## What is required
Answer these questions about the performance review passage below.
1. According to the opening paragraph, what do accuracy, thoroughness, and care directly affect?
2. For how long did the employee manage both workstreams after a gap appeared in the team's coverage?
3. What three things can a poorly worded comment damage?

## Reading passage
The standard of work an employee consistently produces is one of the most fundamental things a performance review needs to address. Accuracy, thoroughness, and the care applied to outputs before they leave someone's hands directly affect the team's confidence and the organization's credibility.

Positive

  • Your work arrives complete, and the revision rate on your outputs has been the lowest on the team this year.
  • You apply the same level of care to routine work as you do to high-visibility deliverables, and that consistency is rarer than it should be.
  • When you identified a discrepancy in a client report before it was distributed, you flagged it, traced it to its source, and proposed a check to prevent it recurring.
  • The quality of your documentation has made it significantly easier for colleagues to pick up projects you have worked on — that care creates lasting value beyond the immediate deliverable.

Constructive

  • Several deliverables this year required more revision cycles than they should have — building a consistent self-review step before submission would catch most of the issues earlier and reduce the rework.
  • Outputs have been thorough on the main elements but incomplete on the edges — follow-up items, formatting, supporting documentation — and those details affect how the work is received.
  • Quality has been inconsistent under time pressure — building the review step into your time estimate rather than treating it as optional would produce more reliable results across the full range of situations you work in.

13. Initiative and Ownership

The employees who make the most impact are rarely the ones who do exactly what is asked of them. They are the ones who notice problems before they are flagged, volunteer before they are directed, and follow through without needing to be reminded.

Positive

  • When a gap appeared in the team's coverage, you stepped in without being asked and managed both workstreams for six weeks until we had the right resource in place.
  • You identified a process inefficiency, proposed a solution, built the case for it, and implemented it after getting the go-ahead — no one asked you to find that problem.
  • Your manager has never had to chase you for a status update — you proactively share what is happening, what is at risk, and what you are doing about it.
  • You do not wait for permission to improve things — when you see a better way, you raise it, and when the idea is accepted, you follow through.

Constructive

  • The work assigned to you is completed reliably, but there is an opportunity to bring a more proactive eye to what is happening around you — identifying adjacent problems without waiting to be asked would expand your impact and signal readiness for more responsibility.
  • Follow-through on smaller commitments made in meetings and conversations has been inconsistent this year — building a system for capturing those in the moment would make your word more reliable across all levels of the work.
  • When something has gone wrong, the pattern has been to wait to see if it resolves itself — developing a lower threshold for surfacing issues early would give the team more options and protect you from being associated with delays that were already developing.

How Not to Write Performance Review Comments

Performance review comments carry more weight than most managers realize. A poorly worded comment does not just fail to help; it can actively damage an employee's confidence, their relationship with their manager, and their motivation going into the next review period.

## Provided records
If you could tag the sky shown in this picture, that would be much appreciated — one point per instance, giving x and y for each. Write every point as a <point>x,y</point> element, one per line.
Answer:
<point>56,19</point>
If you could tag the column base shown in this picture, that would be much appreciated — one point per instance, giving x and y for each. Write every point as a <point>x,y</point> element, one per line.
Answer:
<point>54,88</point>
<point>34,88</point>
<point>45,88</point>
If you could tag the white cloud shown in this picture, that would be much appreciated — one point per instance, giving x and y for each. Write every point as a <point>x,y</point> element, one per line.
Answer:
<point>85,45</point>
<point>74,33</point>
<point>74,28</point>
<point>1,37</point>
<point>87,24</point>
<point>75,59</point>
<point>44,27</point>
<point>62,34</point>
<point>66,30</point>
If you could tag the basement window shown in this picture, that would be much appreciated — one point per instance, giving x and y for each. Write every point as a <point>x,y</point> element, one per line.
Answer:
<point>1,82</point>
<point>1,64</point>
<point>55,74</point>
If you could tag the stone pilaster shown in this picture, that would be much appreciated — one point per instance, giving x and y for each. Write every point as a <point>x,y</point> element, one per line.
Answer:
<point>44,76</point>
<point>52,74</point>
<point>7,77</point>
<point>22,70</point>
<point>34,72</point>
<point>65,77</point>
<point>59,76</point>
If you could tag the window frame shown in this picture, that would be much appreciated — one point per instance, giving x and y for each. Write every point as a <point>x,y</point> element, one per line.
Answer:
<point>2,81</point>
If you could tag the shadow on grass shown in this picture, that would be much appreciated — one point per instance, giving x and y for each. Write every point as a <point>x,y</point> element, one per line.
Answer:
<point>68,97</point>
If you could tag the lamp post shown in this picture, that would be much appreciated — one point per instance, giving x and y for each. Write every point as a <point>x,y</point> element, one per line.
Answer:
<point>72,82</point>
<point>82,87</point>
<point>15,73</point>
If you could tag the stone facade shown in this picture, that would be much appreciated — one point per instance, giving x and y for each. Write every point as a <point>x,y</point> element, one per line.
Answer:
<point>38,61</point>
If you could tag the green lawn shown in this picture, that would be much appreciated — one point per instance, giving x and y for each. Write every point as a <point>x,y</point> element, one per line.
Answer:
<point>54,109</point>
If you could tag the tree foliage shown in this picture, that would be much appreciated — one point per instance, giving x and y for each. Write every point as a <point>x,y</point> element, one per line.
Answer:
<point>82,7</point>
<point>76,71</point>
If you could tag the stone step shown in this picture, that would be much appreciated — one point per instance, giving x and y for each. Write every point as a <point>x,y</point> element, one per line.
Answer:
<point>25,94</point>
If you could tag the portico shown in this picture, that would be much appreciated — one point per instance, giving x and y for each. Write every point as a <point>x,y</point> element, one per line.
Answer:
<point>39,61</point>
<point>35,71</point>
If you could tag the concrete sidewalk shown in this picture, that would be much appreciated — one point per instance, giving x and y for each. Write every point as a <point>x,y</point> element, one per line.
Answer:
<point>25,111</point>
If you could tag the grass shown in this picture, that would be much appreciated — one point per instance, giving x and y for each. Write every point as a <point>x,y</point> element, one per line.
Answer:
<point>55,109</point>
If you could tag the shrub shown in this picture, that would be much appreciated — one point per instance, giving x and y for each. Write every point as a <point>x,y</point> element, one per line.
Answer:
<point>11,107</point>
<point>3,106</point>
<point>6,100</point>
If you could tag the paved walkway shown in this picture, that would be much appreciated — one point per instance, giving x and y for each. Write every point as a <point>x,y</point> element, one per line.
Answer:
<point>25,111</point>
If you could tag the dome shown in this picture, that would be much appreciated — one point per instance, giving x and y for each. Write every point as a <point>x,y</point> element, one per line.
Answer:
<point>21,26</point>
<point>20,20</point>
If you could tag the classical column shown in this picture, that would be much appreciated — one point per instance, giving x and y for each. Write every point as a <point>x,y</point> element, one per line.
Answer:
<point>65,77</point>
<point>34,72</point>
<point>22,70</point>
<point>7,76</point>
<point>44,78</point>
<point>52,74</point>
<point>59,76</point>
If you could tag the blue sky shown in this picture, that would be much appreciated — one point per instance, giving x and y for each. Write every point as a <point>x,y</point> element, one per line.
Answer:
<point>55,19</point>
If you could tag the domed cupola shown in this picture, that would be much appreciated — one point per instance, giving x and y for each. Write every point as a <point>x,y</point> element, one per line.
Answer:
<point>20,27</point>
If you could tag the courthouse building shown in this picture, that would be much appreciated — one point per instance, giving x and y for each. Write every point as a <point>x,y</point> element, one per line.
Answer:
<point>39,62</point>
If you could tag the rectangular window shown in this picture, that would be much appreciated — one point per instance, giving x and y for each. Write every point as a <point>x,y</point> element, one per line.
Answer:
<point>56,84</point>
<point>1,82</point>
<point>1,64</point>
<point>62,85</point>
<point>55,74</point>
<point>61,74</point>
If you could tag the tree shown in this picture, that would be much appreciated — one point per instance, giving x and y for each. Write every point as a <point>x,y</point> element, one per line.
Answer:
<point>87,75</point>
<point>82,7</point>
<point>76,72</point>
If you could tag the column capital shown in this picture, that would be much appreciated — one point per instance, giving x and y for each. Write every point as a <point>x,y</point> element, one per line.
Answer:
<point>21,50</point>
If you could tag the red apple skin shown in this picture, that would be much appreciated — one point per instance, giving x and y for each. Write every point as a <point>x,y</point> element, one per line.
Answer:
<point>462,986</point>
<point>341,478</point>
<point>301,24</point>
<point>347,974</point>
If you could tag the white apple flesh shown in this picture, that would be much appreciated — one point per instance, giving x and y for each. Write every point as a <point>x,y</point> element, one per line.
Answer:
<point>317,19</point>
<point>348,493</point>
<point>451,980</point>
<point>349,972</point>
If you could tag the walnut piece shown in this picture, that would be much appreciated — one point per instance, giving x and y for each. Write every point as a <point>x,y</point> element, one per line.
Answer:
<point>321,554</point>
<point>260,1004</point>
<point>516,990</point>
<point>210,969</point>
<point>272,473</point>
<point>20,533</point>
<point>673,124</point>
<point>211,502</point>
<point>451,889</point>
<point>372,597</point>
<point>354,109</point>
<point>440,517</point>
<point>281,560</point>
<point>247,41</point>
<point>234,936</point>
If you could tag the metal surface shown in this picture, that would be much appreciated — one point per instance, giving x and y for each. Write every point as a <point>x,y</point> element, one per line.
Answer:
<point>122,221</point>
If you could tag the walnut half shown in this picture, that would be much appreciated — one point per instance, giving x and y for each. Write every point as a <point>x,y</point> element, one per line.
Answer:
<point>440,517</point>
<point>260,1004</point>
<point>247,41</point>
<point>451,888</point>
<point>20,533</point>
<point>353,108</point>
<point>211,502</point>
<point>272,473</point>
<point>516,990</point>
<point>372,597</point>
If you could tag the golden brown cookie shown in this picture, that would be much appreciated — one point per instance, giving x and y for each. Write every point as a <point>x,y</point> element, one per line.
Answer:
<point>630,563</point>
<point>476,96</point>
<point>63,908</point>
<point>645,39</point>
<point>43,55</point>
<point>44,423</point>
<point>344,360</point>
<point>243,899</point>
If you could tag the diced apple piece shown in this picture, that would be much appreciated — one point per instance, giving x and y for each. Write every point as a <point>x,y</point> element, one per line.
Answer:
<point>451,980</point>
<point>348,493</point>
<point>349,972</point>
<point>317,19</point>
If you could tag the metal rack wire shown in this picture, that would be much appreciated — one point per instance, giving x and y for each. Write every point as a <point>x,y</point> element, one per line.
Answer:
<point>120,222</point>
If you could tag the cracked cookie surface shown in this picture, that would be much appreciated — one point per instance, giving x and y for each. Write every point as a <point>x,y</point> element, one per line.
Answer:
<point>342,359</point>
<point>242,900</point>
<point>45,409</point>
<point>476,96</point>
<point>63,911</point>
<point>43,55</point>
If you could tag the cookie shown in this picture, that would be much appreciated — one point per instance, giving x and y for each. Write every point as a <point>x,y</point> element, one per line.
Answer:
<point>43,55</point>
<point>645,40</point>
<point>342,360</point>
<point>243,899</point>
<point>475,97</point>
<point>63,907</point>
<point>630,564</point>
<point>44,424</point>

## Written answer
1. The team's confidence and the organization's credibility.
2. Six weeks.
3. An employee's confidence, their relationship with their manager, and their motivation going into the next review period.